───── Supplied data

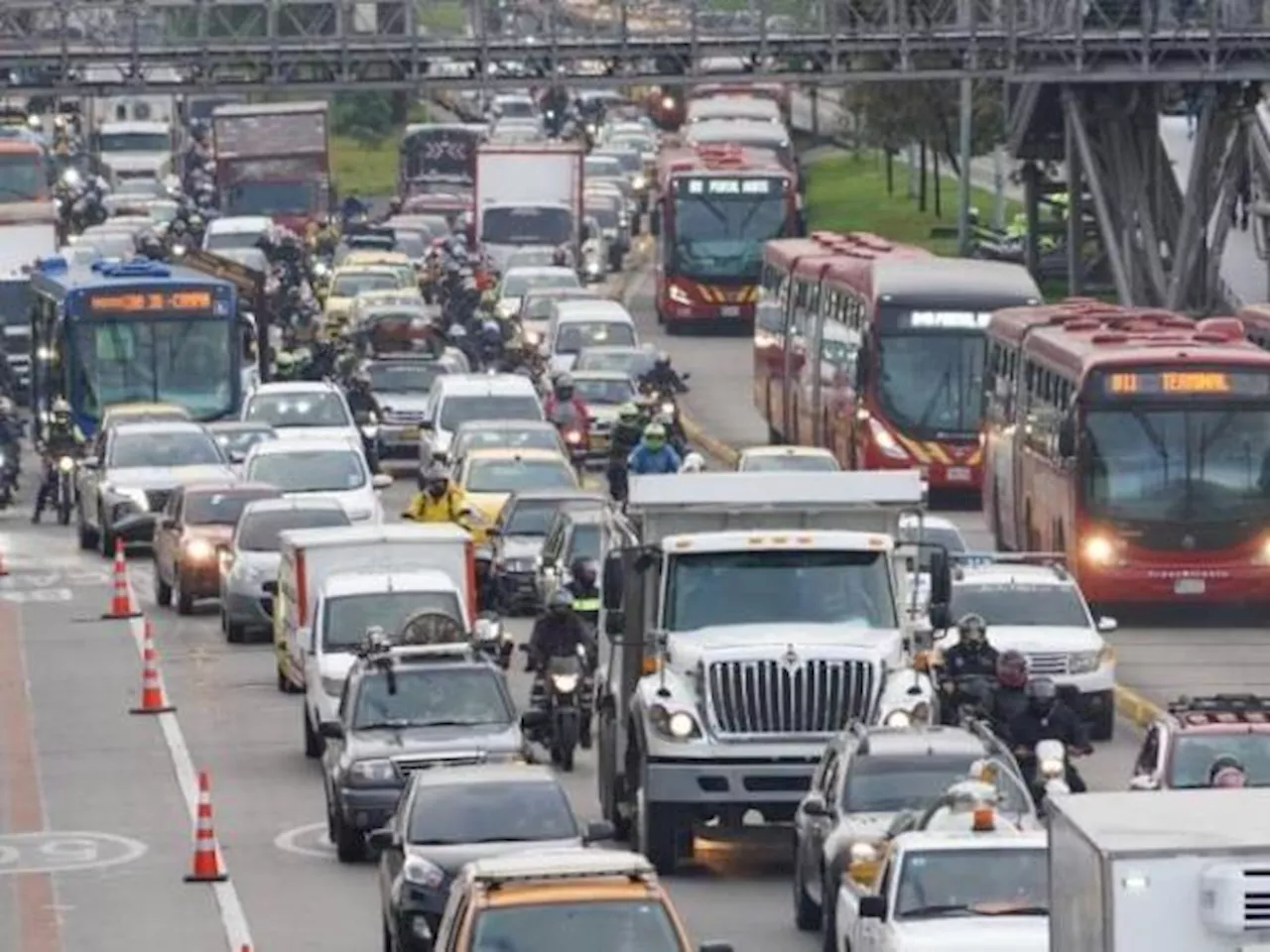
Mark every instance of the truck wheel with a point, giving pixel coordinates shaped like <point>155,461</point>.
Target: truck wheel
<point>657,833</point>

──────────
───── Supplied data

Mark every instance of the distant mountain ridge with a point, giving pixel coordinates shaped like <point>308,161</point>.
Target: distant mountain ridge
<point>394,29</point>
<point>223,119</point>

──────────

What you need to do | Reproduce only the lines of the records from the line with "Mark every instance of the distant" up to and including the line with "<point>223,119</point>", substituting "hill crest" for "mountain ridge" and leaving everything else unchanged.

Answer to the problem |
Mark every instance of the distant hill crest with a point, giving pixel coordinates shaped like <point>308,161</point>.
Target: distant hill crest
<point>394,29</point>
<point>223,119</point>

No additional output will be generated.